■ CEL:
Z czym w dyskusji o wsi i wspólnocie kojarzona jest anonimowość w odpowiedzi podpisanej jako Amnesiak?
┌─ POKAZANY TEKST
Strona główna Grupy pl.sci.psychologia Sumienie Re: Sumienie - jeszcze

Grupy

Szukaj w grupach

 

Re: Sumienie - jeszcze

« poprzedni post
Data: 2003-12-12 19:51:36
Temat: Re: Sumienie - jeszcze
Od: Amnesiak <amnesiac_wawa@_zero_spamu_poczta.onet.pl>
Pokaż wszystkie nagłówki

On Fri, 12 Dec 2003 19:50:05 +0100, Marsel <m...@...czta.onet.pl>
wrote:

>> Zgadzając się do meritum, zauważę tylko,że wieś nie jest żadną
>> wspólnotą.
>
>alez jest. ze wspomne na poczatek chocby mocno unerwiona wspolnote
>parafialna

Prymitywna odmiana wspólnotowości. Zresztą gdzie to "mocne unerwienie"
dostrzegasz?

>> Wieś - to zbiór oddzielonych od siebie starannie osad.
>
>w znaczeniu - gospodarstw? granice wyznaczone, choc nie tak
>restrykcyjnie przestrzegane, jak drzwi mieszkan w miescie (nawet w
>tradycyjnej kamienicy)

Tak. Problem w tym, że poza tymi gospodarstwami niewiele się dzieje.
Życie wieśniaka w decydującym stopniu upływa *w ramach* gospodarstwa,
czyli w świecie zupełnie nie-publicznym.

>> Na
>> wsi nie ma życia publicznego, a więc prawdziwie *wspólnego*.
>
>Jest zycie publiczne. Powiedzilbym nawet, ze bardzo publiczne.
>Poczciwy (czy nie) wiesniak nie ma szans na prywatnosc w swoim
>obejciu taka jak mieszczuch w kamienicy. A im dalej od swego, tym
>wyraznej widac te róznice.

W kamienicy rzeczywiście prywatność osiąga apogeum. Tyle, że
przebywanie w niej jest stosunkowo krótkie, w porównaniu do
przebywania w ramach prywatnego gospodarstwa wiejskiego.

>A i domy publiczne na wsiach sie pojawiaja. I to wcale nie obwozne-
>to raczej do nich przyjezdzaja. !

Dobry przykład. Pojawiają się gdzieniegdzie. W miastach były od
zawsze. ;-)

>Jesli opierasz publicznosc zycia, a wiec prawdziš "wspolnotowo?ć", na
>anonimowosci, to istotnie, takiego zycia na wsi nie ma.

W żadnym razie nie łączę publiczności życia z anonimowością. Z tą
ostatnią kojarzę masowość - smutną przypadłość 'ostatnich' czasów.
└─
┌─ POKAZANE DANE
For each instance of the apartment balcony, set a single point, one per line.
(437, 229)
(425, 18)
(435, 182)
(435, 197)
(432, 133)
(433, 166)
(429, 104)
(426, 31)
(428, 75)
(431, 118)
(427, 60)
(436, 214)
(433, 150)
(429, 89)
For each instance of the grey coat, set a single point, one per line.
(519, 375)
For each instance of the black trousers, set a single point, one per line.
└─
┌─ POKAZANE DANE
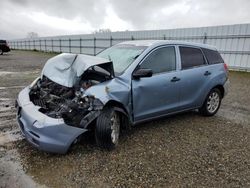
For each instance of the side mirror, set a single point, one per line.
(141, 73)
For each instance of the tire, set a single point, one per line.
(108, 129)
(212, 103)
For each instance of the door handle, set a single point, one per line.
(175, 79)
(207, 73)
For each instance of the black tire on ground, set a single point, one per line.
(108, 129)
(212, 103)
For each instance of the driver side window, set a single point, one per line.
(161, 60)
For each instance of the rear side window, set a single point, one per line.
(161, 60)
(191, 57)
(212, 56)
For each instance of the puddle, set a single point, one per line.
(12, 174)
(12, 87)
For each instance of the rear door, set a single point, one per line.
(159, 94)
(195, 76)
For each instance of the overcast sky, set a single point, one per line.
└─
■ POPRAWNY WYNIK:
Z masowością, nazwaną smutną przypadłością 'ostatnich' czasów.